Give back exactly the lines running from the line with "Reviewer note: confirm that every instance of the paved" to the end of the entries, and only those lines.

### Some records
☆ ☆ ☆ ☆ ☆ ☆ ☆
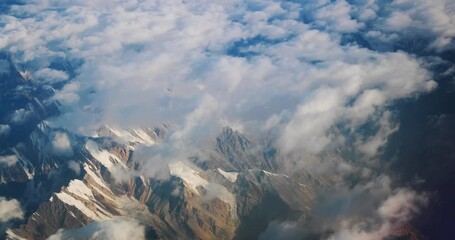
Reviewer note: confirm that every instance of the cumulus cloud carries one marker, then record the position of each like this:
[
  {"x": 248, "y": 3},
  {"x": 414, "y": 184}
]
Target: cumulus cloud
[
  {"x": 5, "y": 129},
  {"x": 8, "y": 160},
  {"x": 373, "y": 210},
  {"x": 51, "y": 75},
  {"x": 20, "y": 116},
  {"x": 108, "y": 230},
  {"x": 275, "y": 66},
  {"x": 9, "y": 210}
]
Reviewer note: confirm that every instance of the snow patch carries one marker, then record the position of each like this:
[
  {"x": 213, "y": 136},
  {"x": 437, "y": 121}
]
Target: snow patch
[
  {"x": 231, "y": 176},
  {"x": 104, "y": 157},
  {"x": 192, "y": 179}
]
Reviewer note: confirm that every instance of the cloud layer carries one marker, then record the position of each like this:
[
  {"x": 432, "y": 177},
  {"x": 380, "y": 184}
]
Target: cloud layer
[
  {"x": 9, "y": 210},
  {"x": 109, "y": 230},
  {"x": 320, "y": 74}
]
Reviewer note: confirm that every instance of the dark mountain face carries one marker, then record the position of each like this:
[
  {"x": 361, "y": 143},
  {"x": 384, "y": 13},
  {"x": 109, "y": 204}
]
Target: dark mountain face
[{"x": 423, "y": 152}]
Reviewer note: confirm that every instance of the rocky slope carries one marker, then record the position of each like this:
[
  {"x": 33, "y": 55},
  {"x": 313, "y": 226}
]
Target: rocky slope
[{"x": 232, "y": 195}]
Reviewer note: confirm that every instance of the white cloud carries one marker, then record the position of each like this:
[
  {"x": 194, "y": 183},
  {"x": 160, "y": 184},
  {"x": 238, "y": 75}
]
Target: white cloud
[
  {"x": 8, "y": 160},
  {"x": 393, "y": 213},
  {"x": 61, "y": 144},
  {"x": 51, "y": 75},
  {"x": 5, "y": 129},
  {"x": 20, "y": 116},
  {"x": 108, "y": 230},
  {"x": 9, "y": 210}
]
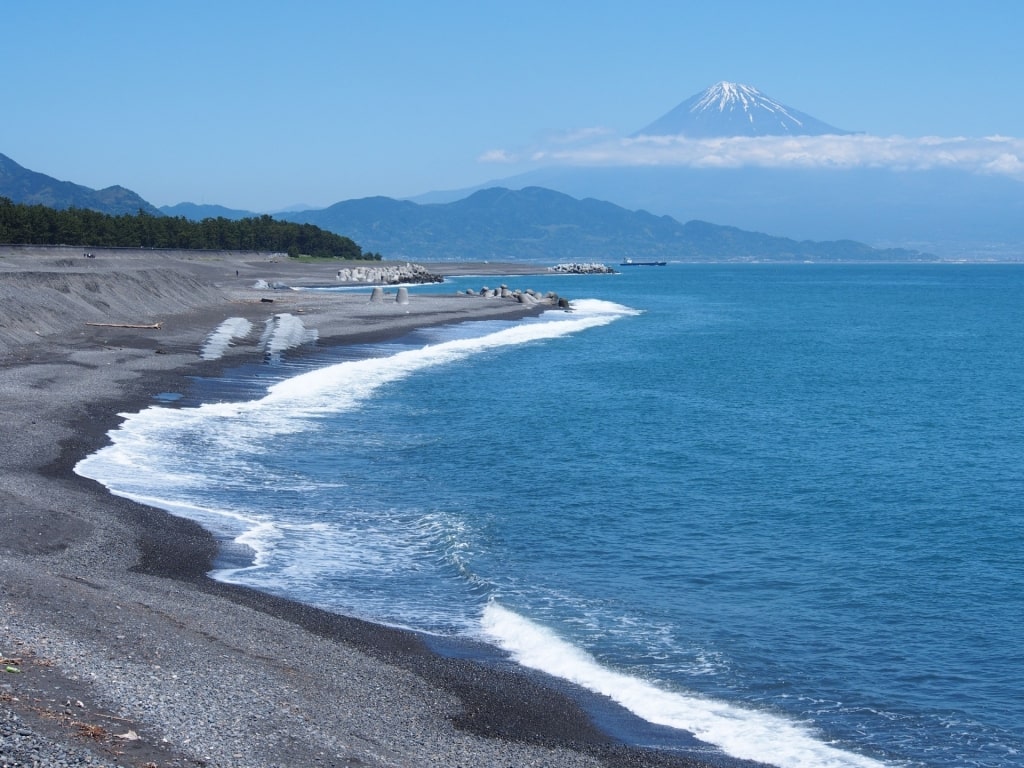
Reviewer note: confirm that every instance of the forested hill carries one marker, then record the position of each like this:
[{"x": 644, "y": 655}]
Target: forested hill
[
  {"x": 540, "y": 224},
  {"x": 31, "y": 187},
  {"x": 37, "y": 224}
]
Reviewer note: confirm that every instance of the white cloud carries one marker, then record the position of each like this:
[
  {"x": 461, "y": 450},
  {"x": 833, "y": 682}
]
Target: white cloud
[
  {"x": 995, "y": 155},
  {"x": 498, "y": 156}
]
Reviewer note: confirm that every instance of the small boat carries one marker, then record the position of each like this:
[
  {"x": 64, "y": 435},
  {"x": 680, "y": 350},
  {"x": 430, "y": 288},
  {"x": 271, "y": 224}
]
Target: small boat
[{"x": 631, "y": 262}]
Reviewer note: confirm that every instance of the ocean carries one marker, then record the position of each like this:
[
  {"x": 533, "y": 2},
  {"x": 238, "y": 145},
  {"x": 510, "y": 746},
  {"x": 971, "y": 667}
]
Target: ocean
[{"x": 778, "y": 507}]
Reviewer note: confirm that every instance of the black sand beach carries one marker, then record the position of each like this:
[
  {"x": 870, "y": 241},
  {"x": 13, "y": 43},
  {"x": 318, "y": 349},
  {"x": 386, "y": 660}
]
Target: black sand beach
[{"x": 117, "y": 648}]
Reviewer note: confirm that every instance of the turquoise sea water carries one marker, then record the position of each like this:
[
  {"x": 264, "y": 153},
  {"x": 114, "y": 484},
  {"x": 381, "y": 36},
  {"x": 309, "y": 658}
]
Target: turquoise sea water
[{"x": 780, "y": 507}]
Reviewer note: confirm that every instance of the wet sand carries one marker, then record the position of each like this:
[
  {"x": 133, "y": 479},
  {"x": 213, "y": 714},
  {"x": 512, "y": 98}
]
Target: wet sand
[{"x": 117, "y": 648}]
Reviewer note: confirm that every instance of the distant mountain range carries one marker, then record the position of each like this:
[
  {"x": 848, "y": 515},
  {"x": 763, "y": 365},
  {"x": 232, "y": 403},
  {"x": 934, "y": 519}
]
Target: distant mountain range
[
  {"x": 538, "y": 224},
  {"x": 495, "y": 224},
  {"x": 948, "y": 211},
  {"x": 30, "y": 187},
  {"x": 735, "y": 110}
]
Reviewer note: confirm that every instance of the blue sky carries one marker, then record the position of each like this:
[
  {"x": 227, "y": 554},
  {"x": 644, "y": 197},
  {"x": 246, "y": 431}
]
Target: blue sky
[{"x": 261, "y": 105}]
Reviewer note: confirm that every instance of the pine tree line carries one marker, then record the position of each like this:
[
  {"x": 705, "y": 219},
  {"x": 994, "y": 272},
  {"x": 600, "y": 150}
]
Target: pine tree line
[{"x": 38, "y": 224}]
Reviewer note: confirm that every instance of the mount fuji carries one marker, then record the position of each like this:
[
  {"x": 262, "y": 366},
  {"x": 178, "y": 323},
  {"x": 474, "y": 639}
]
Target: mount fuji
[{"x": 736, "y": 110}]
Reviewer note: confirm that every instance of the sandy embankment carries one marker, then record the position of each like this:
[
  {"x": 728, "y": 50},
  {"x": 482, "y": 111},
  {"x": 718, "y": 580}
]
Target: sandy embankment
[{"x": 124, "y": 653}]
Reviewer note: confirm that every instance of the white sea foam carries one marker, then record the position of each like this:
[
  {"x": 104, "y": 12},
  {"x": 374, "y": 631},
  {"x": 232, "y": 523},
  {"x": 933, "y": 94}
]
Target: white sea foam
[
  {"x": 285, "y": 332},
  {"x": 164, "y": 457},
  {"x": 739, "y": 732},
  {"x": 218, "y": 342}
]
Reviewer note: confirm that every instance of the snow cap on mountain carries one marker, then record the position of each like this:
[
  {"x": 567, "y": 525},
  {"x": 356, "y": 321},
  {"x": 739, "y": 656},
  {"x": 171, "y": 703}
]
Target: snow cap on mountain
[{"x": 735, "y": 110}]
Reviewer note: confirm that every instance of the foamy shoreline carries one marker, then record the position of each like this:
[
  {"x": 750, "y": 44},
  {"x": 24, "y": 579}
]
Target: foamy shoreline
[{"x": 105, "y": 602}]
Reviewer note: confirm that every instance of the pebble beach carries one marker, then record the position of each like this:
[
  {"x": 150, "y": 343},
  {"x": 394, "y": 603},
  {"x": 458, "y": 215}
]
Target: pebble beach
[{"x": 117, "y": 648}]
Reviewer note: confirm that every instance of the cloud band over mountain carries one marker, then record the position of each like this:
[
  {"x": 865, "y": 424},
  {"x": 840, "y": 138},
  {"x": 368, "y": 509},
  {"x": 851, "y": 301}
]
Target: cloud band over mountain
[{"x": 992, "y": 155}]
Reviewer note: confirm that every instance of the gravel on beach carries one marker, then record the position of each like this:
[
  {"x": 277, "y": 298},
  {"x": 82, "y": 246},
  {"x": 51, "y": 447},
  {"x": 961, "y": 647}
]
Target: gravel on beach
[{"x": 117, "y": 649}]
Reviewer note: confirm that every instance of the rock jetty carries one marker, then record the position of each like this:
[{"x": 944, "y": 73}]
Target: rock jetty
[{"x": 391, "y": 274}]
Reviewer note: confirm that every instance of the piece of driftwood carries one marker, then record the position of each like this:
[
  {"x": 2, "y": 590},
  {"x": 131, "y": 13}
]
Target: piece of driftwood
[{"x": 148, "y": 327}]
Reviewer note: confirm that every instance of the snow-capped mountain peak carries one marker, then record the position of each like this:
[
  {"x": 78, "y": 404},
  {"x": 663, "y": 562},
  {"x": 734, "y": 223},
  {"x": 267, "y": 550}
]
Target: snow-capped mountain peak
[{"x": 735, "y": 110}]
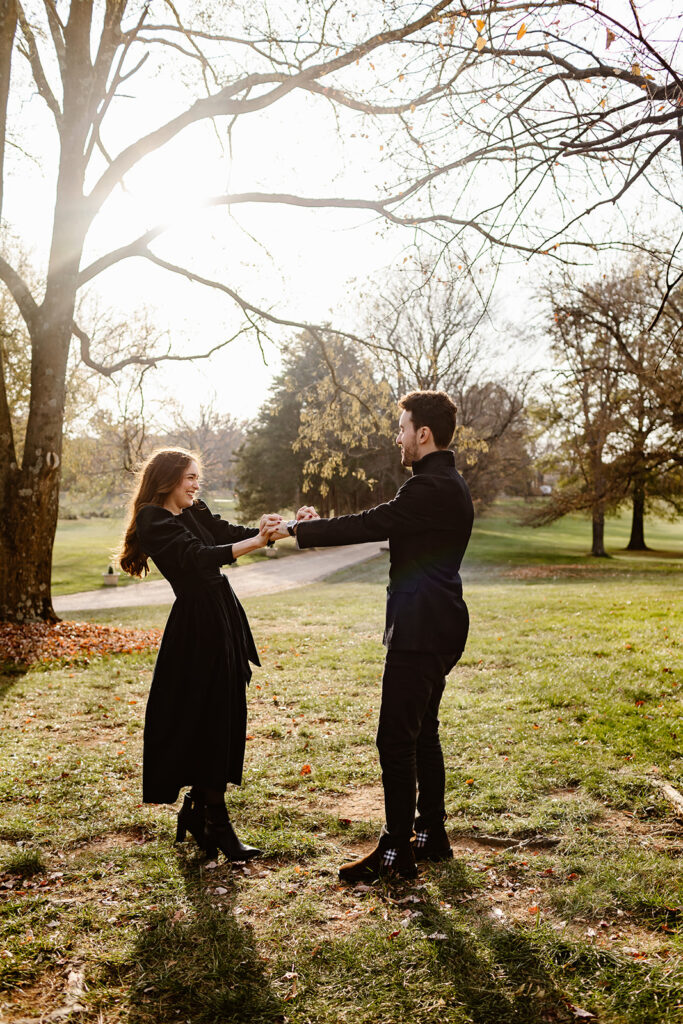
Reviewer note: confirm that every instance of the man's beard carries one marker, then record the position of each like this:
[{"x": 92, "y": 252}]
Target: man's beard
[{"x": 408, "y": 456}]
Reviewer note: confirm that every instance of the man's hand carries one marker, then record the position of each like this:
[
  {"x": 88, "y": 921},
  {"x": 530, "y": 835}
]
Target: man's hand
[
  {"x": 269, "y": 521},
  {"x": 306, "y": 512},
  {"x": 279, "y": 530}
]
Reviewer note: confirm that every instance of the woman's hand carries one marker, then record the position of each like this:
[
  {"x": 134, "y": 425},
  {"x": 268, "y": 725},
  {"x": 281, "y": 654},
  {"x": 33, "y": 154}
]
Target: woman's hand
[
  {"x": 267, "y": 525},
  {"x": 306, "y": 512}
]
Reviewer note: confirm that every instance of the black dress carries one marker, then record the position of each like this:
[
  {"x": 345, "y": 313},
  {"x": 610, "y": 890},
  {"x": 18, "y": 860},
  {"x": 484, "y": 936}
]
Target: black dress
[{"x": 196, "y": 720}]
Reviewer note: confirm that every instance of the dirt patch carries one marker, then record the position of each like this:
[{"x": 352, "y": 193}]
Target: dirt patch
[
  {"x": 570, "y": 571},
  {"x": 659, "y": 835},
  {"x": 133, "y": 836},
  {"x": 366, "y": 804},
  {"x": 569, "y": 793}
]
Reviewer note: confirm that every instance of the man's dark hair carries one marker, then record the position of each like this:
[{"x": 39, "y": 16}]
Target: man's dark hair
[{"x": 434, "y": 410}]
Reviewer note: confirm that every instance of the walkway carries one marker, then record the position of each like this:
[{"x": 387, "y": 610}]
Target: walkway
[{"x": 268, "y": 577}]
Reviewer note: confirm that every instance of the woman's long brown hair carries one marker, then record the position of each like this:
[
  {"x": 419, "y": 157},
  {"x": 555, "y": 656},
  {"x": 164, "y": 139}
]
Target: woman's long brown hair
[{"x": 156, "y": 479}]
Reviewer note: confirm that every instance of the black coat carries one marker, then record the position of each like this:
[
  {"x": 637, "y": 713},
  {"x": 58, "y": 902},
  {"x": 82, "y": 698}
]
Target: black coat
[
  {"x": 196, "y": 720},
  {"x": 428, "y": 525}
]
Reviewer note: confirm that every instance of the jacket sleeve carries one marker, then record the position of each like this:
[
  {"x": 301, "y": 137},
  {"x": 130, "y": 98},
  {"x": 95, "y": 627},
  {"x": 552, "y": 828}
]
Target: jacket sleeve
[
  {"x": 223, "y": 531},
  {"x": 412, "y": 508},
  {"x": 163, "y": 536}
]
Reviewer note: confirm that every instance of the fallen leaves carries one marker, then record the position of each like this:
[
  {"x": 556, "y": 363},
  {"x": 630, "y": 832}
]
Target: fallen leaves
[{"x": 29, "y": 643}]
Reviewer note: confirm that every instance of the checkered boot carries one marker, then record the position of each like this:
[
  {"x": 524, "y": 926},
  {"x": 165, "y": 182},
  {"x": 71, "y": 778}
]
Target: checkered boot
[
  {"x": 431, "y": 842},
  {"x": 388, "y": 859}
]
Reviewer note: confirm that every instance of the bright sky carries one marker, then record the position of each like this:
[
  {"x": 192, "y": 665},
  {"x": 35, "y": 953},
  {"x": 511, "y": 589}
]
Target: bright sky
[{"x": 295, "y": 262}]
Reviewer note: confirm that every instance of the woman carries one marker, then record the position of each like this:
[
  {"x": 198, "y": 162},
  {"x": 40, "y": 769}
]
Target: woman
[{"x": 196, "y": 720}]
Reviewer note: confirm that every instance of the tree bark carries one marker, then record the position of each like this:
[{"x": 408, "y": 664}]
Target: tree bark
[
  {"x": 31, "y": 494},
  {"x": 7, "y": 30},
  {"x": 637, "y": 541},
  {"x": 598, "y": 548}
]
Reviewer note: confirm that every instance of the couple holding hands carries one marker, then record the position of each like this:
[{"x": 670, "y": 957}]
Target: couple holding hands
[{"x": 196, "y": 720}]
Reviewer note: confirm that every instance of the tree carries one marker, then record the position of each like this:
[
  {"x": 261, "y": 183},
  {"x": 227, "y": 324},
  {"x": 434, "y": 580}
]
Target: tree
[
  {"x": 430, "y": 330},
  {"x": 80, "y": 64},
  {"x": 428, "y": 99},
  {"x": 215, "y": 435},
  {"x": 316, "y": 438},
  {"x": 635, "y": 370},
  {"x": 583, "y": 408}
]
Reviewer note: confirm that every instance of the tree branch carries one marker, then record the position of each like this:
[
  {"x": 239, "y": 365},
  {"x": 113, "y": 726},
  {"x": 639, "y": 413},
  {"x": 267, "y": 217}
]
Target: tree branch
[
  {"x": 225, "y": 101},
  {"x": 32, "y": 54},
  {"x": 20, "y": 293},
  {"x": 141, "y": 360}
]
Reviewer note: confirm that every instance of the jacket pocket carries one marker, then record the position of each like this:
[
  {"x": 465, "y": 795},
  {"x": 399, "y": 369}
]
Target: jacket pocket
[{"x": 402, "y": 588}]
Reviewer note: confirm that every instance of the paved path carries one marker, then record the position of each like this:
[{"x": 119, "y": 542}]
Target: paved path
[{"x": 267, "y": 577}]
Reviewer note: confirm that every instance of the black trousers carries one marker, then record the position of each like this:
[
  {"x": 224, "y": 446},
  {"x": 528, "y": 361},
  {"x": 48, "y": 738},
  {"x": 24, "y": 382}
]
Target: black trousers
[{"x": 413, "y": 772}]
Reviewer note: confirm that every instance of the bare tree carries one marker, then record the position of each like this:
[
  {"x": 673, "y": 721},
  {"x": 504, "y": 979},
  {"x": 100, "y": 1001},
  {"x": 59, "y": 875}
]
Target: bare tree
[
  {"x": 215, "y": 435},
  {"x": 455, "y": 90},
  {"x": 647, "y": 445}
]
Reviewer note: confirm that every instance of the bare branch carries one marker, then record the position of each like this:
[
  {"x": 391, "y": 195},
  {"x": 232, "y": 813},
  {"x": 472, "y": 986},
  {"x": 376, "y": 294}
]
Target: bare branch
[
  {"x": 141, "y": 360},
  {"x": 19, "y": 292},
  {"x": 32, "y": 54},
  {"x": 226, "y": 101}
]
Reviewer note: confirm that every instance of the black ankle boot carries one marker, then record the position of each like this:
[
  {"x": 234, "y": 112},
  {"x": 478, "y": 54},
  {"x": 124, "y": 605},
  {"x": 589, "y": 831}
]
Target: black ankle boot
[
  {"x": 190, "y": 819},
  {"x": 431, "y": 842},
  {"x": 388, "y": 859},
  {"x": 219, "y": 835}
]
☆ ☆ ☆ ☆ ☆ ☆ ☆
### Response
Reviewer note: confirm that every instance of the paved path carries one marker, then record the position of each like this:
[{"x": 119, "y": 542}]
Target: paved path
[{"x": 267, "y": 577}]
Reviewer note: confirm that every instance of the black trousers carries one marker, then record the position of each like this:
[
  {"x": 224, "y": 446},
  {"x": 528, "y": 361},
  {"x": 48, "y": 738},
  {"x": 24, "y": 382}
]
Target: black trousers
[{"x": 413, "y": 772}]
Reviewer note: confirm that every instance of the bare tree carries one marker, then record the position of each like this:
[
  {"x": 673, "y": 721},
  {"x": 504, "y": 979},
  {"x": 100, "y": 1001},
  {"x": 59, "y": 875}
]
Target: bare tree
[
  {"x": 215, "y": 435},
  {"x": 455, "y": 90},
  {"x": 647, "y": 445}
]
Reviewer note: confirm that every instance of the bare branch carries one marker, then record the position of each like this:
[
  {"x": 391, "y": 195},
  {"x": 232, "y": 813},
  {"x": 472, "y": 986},
  {"x": 376, "y": 294}
]
Target: bare branch
[
  {"x": 141, "y": 360},
  {"x": 19, "y": 292},
  {"x": 32, "y": 54},
  {"x": 226, "y": 101}
]
Reviewer note: confirm that every instance of the black ankle boot carries one marker, then record the position of each like this:
[
  {"x": 234, "y": 112},
  {"x": 478, "y": 54},
  {"x": 124, "y": 605},
  {"x": 589, "y": 831}
]
Target: black ankle boot
[
  {"x": 190, "y": 819},
  {"x": 431, "y": 842},
  {"x": 388, "y": 859},
  {"x": 219, "y": 835}
]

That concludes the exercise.